[Items from a labeling collection]
— START —

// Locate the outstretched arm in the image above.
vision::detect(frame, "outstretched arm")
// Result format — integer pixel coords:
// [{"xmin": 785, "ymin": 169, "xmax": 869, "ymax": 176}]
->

— END —

*YOUR GOAL*. Lay out the lines of the records above as a numbered list, leaving out any blank lines.

*CORRECT OUTPUT*.
1. // Locate the outstretched arm in the image above.
2. vision::detect(frame, "outstretched arm")
3. // Result format — integer pixel coords:
4. // [{"xmin": 785, "ymin": 169, "xmax": 869, "ymax": 176}]
5. ->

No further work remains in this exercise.